**Task instructions:**
Swap "street lamp head" for "light fixture" in everything from the line containing "Guideline: one keypoint per instance of the person lying" down to the line containing "[(192, 66)]", and reproduce only those lines with nothing else altered.

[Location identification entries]
================
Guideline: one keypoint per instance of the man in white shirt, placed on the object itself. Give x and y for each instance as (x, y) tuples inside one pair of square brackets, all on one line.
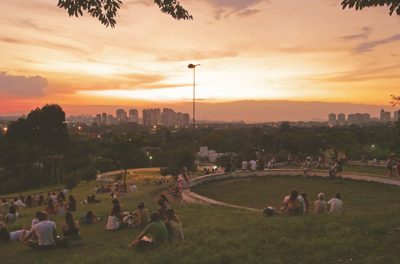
[(253, 165), (335, 205), (45, 232), (244, 165), (19, 203)]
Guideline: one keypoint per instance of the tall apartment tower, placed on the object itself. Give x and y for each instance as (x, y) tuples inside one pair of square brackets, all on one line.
[(385, 116), (121, 115), (151, 117), (341, 119), (133, 116)]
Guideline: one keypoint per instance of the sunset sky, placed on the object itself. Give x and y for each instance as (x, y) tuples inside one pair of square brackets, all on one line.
[(303, 50)]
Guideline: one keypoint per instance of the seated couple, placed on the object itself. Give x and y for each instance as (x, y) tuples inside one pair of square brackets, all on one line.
[(43, 235), (117, 219)]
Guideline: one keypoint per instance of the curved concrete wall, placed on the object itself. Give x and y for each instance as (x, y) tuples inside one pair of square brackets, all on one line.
[(192, 197)]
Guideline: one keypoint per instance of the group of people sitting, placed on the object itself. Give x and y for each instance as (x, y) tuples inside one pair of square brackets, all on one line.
[(54, 205), (159, 227), (43, 233), (298, 204)]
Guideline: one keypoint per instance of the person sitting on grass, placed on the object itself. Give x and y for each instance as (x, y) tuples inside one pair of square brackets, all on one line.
[(335, 205), (141, 215), (320, 205), (71, 205), (174, 226), (89, 218), (307, 166), (12, 216), (162, 210), (389, 165), (334, 168), (60, 208), (114, 219), (45, 232), (36, 220), (270, 211), (50, 208), (154, 234), (70, 229), (305, 203), (18, 235), (292, 204)]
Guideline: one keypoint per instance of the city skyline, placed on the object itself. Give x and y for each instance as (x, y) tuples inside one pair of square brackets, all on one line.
[(322, 53)]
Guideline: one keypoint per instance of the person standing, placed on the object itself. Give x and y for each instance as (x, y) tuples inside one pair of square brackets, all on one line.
[(307, 166), (389, 165), (335, 205), (320, 205)]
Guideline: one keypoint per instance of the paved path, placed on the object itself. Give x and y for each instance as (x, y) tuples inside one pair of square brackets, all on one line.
[(192, 197)]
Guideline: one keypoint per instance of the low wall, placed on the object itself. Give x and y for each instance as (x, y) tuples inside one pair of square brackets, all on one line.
[(192, 197)]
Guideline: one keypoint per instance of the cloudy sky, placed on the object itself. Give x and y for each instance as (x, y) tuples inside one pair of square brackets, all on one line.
[(304, 50)]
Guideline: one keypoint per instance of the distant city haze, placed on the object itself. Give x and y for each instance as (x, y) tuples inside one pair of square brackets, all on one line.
[(248, 111)]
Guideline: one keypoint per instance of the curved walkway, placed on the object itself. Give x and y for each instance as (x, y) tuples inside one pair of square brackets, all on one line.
[(192, 197)]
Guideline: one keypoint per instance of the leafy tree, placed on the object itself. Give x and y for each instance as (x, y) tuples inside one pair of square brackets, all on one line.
[(107, 10), (393, 5)]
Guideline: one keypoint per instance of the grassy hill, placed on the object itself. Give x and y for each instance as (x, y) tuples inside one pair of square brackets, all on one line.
[(224, 235)]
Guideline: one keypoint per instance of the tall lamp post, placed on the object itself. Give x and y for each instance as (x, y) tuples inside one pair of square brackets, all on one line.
[(193, 66)]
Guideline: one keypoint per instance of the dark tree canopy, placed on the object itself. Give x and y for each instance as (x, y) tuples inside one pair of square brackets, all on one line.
[(393, 5), (107, 10)]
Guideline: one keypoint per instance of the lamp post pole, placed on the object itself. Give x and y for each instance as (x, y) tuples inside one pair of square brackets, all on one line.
[(193, 66)]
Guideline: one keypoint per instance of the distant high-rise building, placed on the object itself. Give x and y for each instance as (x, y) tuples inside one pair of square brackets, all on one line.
[(341, 119), (183, 119), (104, 118), (385, 116), (396, 116), (168, 117), (97, 119), (332, 118), (111, 120), (357, 119), (151, 117), (121, 115), (133, 116)]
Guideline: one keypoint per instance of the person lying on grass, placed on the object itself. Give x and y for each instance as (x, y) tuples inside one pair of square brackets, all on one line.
[(18, 235), (154, 234)]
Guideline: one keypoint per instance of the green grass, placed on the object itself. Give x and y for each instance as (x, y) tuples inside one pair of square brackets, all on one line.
[(359, 197), (381, 171), (224, 235)]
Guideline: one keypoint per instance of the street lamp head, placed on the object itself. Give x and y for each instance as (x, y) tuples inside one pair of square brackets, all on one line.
[(192, 66)]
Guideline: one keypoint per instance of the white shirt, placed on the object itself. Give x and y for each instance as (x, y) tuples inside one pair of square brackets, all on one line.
[(132, 188), (19, 204), (301, 200), (253, 165), (44, 231), (112, 223), (336, 206), (244, 165)]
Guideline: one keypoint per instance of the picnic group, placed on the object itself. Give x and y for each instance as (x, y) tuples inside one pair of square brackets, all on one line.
[(158, 227)]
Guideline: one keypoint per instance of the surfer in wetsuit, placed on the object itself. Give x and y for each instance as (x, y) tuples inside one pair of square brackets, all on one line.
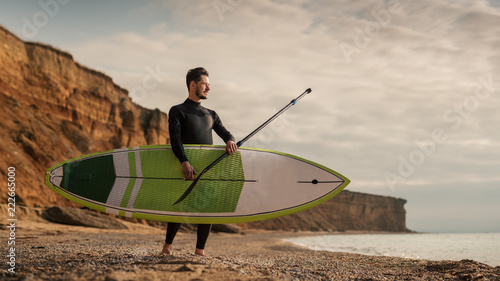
[(191, 123)]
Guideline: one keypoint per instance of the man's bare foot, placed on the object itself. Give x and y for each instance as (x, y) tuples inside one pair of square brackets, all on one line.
[(167, 249), (200, 252)]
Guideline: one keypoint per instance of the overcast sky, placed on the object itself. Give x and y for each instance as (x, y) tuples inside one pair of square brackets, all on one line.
[(405, 94)]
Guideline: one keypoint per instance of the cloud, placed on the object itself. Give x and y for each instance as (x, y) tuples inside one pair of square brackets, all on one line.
[(414, 67)]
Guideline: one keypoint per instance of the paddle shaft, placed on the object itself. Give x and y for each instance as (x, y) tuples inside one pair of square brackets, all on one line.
[(190, 188)]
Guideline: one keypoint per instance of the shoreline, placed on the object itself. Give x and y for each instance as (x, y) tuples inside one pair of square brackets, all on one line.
[(48, 251)]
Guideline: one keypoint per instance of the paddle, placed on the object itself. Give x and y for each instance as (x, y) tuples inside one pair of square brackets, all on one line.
[(191, 187)]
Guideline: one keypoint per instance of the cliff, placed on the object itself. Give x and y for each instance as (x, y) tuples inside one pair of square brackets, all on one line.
[(54, 109), (346, 211)]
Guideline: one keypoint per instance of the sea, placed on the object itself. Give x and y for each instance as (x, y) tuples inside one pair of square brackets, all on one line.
[(481, 247)]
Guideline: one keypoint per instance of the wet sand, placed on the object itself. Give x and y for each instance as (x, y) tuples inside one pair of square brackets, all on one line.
[(50, 251)]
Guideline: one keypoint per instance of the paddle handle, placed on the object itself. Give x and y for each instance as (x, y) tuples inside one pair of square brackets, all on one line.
[(293, 102)]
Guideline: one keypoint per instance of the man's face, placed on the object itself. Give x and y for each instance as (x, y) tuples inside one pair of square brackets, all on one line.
[(203, 87)]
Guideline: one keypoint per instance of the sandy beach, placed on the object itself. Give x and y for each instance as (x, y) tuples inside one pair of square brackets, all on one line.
[(51, 251)]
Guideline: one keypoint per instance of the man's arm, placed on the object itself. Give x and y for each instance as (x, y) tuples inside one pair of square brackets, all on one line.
[(225, 135), (174, 128)]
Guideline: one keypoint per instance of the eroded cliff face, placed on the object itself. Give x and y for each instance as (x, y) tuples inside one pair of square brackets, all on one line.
[(54, 109), (346, 211)]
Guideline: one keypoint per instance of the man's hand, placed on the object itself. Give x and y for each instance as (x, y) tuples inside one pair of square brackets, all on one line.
[(188, 171), (231, 147)]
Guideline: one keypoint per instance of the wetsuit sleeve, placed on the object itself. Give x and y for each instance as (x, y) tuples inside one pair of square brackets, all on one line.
[(174, 128), (221, 130)]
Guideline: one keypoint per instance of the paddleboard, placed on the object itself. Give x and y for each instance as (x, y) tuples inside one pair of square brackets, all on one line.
[(145, 182)]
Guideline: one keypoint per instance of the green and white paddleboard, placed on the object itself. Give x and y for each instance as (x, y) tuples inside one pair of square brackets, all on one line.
[(145, 182)]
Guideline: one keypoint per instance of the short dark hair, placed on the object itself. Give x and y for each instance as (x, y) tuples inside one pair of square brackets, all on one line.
[(195, 75)]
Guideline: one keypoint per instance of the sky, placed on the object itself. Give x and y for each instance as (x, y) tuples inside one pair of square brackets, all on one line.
[(405, 94)]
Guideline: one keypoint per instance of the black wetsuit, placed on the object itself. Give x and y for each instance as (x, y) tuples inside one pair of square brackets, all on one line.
[(191, 123)]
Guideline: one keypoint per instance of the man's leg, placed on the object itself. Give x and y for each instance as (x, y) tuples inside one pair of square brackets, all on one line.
[(202, 236), (172, 229)]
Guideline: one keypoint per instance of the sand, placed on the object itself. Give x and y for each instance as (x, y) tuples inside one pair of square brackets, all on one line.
[(50, 251)]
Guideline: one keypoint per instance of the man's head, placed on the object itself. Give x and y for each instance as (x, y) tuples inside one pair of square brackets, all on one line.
[(198, 83)]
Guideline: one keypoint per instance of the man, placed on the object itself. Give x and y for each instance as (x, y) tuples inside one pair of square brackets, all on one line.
[(191, 123)]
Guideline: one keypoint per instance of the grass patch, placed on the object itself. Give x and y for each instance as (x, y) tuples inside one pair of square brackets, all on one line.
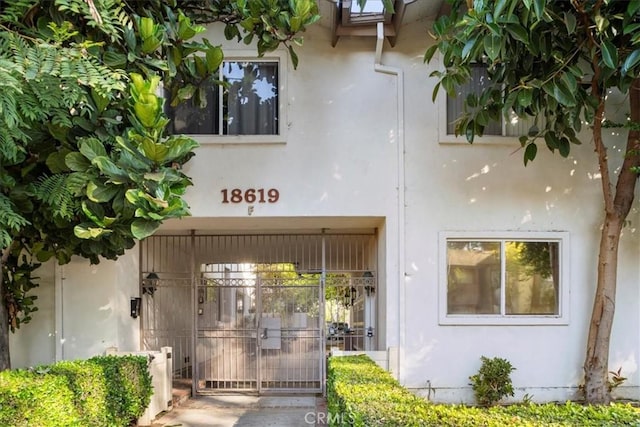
[(360, 393)]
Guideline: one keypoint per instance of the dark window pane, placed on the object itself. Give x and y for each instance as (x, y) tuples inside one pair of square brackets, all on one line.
[(189, 118), (251, 100), (476, 84), (532, 285), (473, 279)]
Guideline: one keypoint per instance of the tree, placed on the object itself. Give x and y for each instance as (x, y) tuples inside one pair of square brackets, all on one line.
[(556, 62), (86, 166)]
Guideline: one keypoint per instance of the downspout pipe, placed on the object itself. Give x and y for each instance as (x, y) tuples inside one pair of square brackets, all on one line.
[(395, 71)]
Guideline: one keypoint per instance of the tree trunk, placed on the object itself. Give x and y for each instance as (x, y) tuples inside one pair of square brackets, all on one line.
[(5, 356), (596, 365)]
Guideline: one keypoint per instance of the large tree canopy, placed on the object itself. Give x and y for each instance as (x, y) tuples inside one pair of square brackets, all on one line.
[(555, 61), (86, 166)]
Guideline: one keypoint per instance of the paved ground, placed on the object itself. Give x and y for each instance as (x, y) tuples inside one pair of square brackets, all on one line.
[(246, 411)]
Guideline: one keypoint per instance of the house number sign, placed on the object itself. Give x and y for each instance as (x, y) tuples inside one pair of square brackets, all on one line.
[(250, 195)]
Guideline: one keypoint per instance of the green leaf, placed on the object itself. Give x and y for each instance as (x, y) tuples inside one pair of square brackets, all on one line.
[(141, 228), (178, 146), (99, 193), (468, 47), (214, 58), (632, 60), (538, 8), (492, 45), (564, 147), (609, 54), (552, 141), (499, 7), (84, 231), (518, 32), (77, 162), (525, 97), (91, 148), (570, 22), (530, 153), (107, 167), (56, 161), (154, 151), (294, 56), (563, 94)]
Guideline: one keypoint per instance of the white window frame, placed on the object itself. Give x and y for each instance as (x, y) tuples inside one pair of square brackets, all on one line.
[(283, 124), (447, 138), (562, 318)]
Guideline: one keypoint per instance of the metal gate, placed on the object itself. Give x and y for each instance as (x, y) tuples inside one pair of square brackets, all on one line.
[(257, 312)]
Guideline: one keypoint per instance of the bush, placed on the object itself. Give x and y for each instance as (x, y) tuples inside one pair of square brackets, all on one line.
[(102, 391), (493, 381), (360, 393)]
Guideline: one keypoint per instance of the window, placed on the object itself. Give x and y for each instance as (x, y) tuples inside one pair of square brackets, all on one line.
[(512, 279), (512, 126), (246, 109)]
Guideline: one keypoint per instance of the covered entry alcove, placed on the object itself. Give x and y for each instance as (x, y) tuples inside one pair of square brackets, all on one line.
[(258, 312)]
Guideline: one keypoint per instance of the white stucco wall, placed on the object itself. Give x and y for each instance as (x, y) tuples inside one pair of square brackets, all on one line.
[(349, 162)]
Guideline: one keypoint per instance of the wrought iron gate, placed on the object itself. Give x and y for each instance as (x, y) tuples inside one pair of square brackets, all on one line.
[(257, 312)]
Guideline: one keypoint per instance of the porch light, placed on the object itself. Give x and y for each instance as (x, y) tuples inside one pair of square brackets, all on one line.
[(369, 283), (150, 283)]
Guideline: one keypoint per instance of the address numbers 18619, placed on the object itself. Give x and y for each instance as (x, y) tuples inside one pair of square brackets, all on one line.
================
**Finished exercise:**
Guideline: one keypoint per instance of the person lying on grass, placed on the object itself. Give x and y for each instance as (x, y) tuples inside one pair of square brackets, all on one line.
[(18, 235), (154, 234)]
Guideline: one keypoint per instance of the green grass, placed on the object itself. Give x and y for each instance as (x, y) tuples inside one pair of square brackets, all on one line.
[(359, 197), (381, 171), (224, 235)]
Guideline: one keypoint per instance of the light fixture, placed on the object itself. Give x and y for each instance as (x, y) tuples inside one pair of square brackets, all on one line.
[(192, 66)]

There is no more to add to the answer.